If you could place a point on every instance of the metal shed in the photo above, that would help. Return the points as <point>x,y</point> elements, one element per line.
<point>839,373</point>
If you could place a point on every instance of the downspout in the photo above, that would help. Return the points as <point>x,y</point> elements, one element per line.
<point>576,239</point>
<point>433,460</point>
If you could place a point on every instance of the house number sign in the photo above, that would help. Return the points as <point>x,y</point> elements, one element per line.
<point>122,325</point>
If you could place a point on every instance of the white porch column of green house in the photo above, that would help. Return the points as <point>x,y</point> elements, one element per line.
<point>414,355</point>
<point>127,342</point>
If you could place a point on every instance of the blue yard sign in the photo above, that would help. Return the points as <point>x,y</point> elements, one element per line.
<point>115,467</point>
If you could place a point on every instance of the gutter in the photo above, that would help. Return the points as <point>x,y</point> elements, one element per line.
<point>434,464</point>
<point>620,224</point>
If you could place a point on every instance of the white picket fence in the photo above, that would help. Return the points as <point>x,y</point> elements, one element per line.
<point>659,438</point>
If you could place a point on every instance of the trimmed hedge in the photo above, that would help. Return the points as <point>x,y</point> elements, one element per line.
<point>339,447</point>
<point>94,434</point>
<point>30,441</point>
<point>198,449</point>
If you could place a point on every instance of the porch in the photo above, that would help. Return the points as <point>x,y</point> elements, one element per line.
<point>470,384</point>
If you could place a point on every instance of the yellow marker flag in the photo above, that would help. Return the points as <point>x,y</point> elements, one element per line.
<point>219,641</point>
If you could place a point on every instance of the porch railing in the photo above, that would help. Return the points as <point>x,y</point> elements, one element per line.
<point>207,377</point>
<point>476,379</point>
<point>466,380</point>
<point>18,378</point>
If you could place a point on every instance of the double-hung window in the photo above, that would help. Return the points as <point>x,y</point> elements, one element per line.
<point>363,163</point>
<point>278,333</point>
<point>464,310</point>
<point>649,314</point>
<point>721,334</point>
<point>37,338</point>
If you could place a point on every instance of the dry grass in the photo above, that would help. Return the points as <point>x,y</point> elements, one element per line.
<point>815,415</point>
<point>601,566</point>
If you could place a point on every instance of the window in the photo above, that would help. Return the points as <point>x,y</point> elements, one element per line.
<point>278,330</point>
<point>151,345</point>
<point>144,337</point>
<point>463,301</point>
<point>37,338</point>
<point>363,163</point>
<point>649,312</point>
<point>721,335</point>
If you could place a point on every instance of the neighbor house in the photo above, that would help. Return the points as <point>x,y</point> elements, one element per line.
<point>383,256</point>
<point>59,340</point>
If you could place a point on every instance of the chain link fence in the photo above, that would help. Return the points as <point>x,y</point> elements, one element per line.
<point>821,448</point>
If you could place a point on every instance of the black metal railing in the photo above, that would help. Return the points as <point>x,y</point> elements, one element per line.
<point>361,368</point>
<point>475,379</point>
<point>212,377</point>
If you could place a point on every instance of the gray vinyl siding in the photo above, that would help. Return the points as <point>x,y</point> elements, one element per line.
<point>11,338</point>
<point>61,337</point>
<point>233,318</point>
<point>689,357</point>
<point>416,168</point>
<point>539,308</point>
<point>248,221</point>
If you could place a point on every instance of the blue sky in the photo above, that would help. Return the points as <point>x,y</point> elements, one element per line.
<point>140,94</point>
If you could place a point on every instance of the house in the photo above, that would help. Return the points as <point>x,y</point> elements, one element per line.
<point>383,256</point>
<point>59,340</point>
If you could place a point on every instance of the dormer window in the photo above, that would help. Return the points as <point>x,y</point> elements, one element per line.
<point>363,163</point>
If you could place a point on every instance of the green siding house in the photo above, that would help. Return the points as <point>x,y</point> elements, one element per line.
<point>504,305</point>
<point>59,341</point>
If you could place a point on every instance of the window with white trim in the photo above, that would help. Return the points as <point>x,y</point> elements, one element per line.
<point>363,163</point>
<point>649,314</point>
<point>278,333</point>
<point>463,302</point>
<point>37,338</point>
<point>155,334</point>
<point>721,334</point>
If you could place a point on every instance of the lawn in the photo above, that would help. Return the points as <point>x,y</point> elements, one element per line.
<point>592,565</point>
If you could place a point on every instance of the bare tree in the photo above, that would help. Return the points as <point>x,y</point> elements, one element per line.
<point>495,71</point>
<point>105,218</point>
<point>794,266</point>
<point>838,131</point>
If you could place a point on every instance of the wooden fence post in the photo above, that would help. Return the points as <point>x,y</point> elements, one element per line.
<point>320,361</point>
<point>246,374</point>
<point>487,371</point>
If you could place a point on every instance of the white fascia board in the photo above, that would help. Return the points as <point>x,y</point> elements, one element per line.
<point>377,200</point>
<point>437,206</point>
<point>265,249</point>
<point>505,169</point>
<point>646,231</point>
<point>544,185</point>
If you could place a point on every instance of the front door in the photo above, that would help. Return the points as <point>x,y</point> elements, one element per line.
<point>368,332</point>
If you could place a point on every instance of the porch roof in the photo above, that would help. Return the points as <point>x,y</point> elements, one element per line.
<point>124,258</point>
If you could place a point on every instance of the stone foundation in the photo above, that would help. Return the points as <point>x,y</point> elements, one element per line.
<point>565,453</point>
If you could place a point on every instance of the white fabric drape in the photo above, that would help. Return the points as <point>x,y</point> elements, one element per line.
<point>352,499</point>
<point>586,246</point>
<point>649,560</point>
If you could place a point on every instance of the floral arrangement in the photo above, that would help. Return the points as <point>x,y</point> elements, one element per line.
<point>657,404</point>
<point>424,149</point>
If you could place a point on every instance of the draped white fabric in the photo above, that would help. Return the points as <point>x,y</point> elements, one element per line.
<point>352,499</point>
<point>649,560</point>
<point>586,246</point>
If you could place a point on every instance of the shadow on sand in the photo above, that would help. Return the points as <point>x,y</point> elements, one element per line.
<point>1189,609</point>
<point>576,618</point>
■ ■ ■ ■
- [WHAT NEEDS TO BE DONE] Reproduce all of the items above verbatim, line for line.

- [ANSWER IN FULL]
If you could place a point on every instance of the metal shed in the photo above, that would help. Return the points as <point>x,y</point> elements, one element per line.
<point>839,373</point>
If you could place a point on every instance of the downspout in the photo above, that would help. Return the points as <point>x,y</point> elements, one element per line.
<point>576,239</point>
<point>433,460</point>
If you could place a point on every instance of the house number sign in the photo above, that would help. Return the points as <point>x,y</point> elements, one element per line.
<point>122,325</point>
If you could place a point on every instance of the white porch column of green house in the photo above, that would help. Return the points as <point>x,y</point> elements, one element per line.
<point>414,355</point>
<point>127,342</point>
If you could place a point on every instance of the blue yard sign in the photo above, that would help. Return the points as <point>x,y</point> elements, one element per line.
<point>115,467</point>
If you could place a point on every instance of the gutter in the photo above, that would help. Return the points as <point>x,y</point> elements, one element per line.
<point>434,464</point>
<point>620,224</point>
If you could place a point on every instance of the white picket fence in the photo above, that would help. Return the points as <point>x,y</point> elements, one element per line.
<point>659,438</point>
If you could place a point on every instance of the trimmed hedge in the photo above, that would help. Return the points as <point>x,y</point> elements, one element per line.
<point>339,447</point>
<point>94,434</point>
<point>30,441</point>
<point>198,449</point>
If you could place a point on every instance of the porch in the photo above, that would help. Return the points as <point>x,y</point> elements, one element per line.
<point>470,384</point>
If you could place a point on every instance of the yellow marker flag in the photo above, that would help. Return the points as <point>x,y</point> elements, one element per line.
<point>219,641</point>
If you could place a point on every instance of the porch railing in the photo above, that would help. Return the points as <point>x,y</point> elements, one element per line.
<point>207,377</point>
<point>476,379</point>
<point>466,380</point>
<point>18,378</point>
If you could place a point on every instance of the double-hung window in the photo above, that would help. Return the points as <point>x,y</point> elements, one element per line.
<point>363,163</point>
<point>278,333</point>
<point>464,310</point>
<point>649,314</point>
<point>721,334</point>
<point>37,338</point>
If you could place a point on every instance of the dry grass in the photo above, that would help. Return the points as <point>x,y</point> elements, one element per line.
<point>815,415</point>
<point>601,566</point>
If you could place a point on every instance of the window in the photo above, that would help. Return the points as <point>x,y</point> elements, one element per line.
<point>278,330</point>
<point>151,345</point>
<point>144,337</point>
<point>463,301</point>
<point>37,338</point>
<point>363,163</point>
<point>649,312</point>
<point>721,335</point>
If you could place a point on every instance of the neighbor house in the photo above, that would help. Return the points as <point>x,y</point> elements, one element per line.
<point>383,256</point>
<point>59,340</point>
If you could place a point on every instance of the chain link fence in the photo above, that would help. Return the points as <point>x,y</point> elements, one element per line.
<point>821,448</point>
If you could place a point on every instance of the black metal railing in the photo above, that would help. Return the points as <point>x,y</point> elements, one element per line.
<point>361,368</point>
<point>475,379</point>
<point>212,377</point>
If you could place a point on every instance of the gray vinyl siding in the photo above, that would help. Return the points as <point>x,y</point> elements, one element per line.
<point>11,338</point>
<point>61,337</point>
<point>233,318</point>
<point>689,357</point>
<point>416,168</point>
<point>539,308</point>
<point>248,221</point>
If you could place a point on every instance of the blue sky in the photo above, that would help. Return the points as <point>x,y</point> elements, one element per line.
<point>140,94</point>
If you could place a point on every instance of the house in the photo above, that would help. Return the points as <point>x,y</point> elements, one element per line.
<point>383,256</point>
<point>59,340</point>
If you could place a point on every instance of the dormer window in the photo above, that would help. Return the points as <point>x,y</point> elements, one element per line.
<point>363,163</point>
If you could place a point on every instance of the green siding house in the photo above, that would help. Return the points as <point>x,y</point> elements, one element per line.
<point>504,305</point>
<point>59,341</point>
If you could place a point on every instance of the window with white trim in the photo above, that would help. Return the points as <point>x,y</point> elements, one element per line.
<point>363,163</point>
<point>649,314</point>
<point>278,333</point>
<point>463,302</point>
<point>37,338</point>
<point>155,334</point>
<point>721,334</point>
If you could place a point on every instance of the lawn in the photo above, that would help. Return the points as <point>x,y</point> elements, one element per line.
<point>592,565</point>
If you could place a point on every instance of the bare tree in the photo above, that would help. Return the points as <point>x,y</point> elements, one element per line.
<point>495,71</point>
<point>105,218</point>
<point>794,266</point>
<point>838,131</point>
If you could place a point on every instance of the wooden fence post in the photo above, that would help. Return the points as <point>x,y</point> elements, one element per line.
<point>320,361</point>
<point>246,374</point>
<point>487,371</point>
If you could place a point on every instance of the white fascia board in the photo above, that would help. Return the points as <point>x,y</point> elements, one element per line.
<point>377,200</point>
<point>437,206</point>
<point>265,249</point>
<point>505,169</point>
<point>646,231</point>
<point>544,185</point>
If you could place a point on every instance of the front door in the photo above, that would help. Return the points as <point>x,y</point> elements, one element per line.
<point>368,332</point>
If you could place a point on every instance of the porch roof in the photo above, that would help. Return the points as <point>x,y</point> elements, one element per line.
<point>124,258</point>
If you could place a point on every instance of the stone foundation in the photo above, that would help. Return the points as <point>x,y</point> elements, one element per line.
<point>565,453</point>
If you could place a point on every instance of the white fabric drape in the photo above, that would help. Return the points as <point>x,y</point> elements, one element per line.
<point>352,499</point>
<point>586,246</point>
<point>649,560</point>
If you could place a point on every instance of the floral arrangement in the photo above, that would help. Return the points as <point>x,y</point> elements, one element per line.
<point>657,404</point>
<point>424,149</point>
If you could place a point on every instance of the draped white fabric in the photo above, that would help. Return the points as <point>x,y</point> elements, one element per line.
<point>352,499</point>
<point>649,560</point>
<point>586,246</point>
If you could place a point on every instance of the shadow on sand in the photo above, that would help. Return the points as <point>x,y</point> elements, one element per line.
<point>1189,609</point>
<point>576,618</point>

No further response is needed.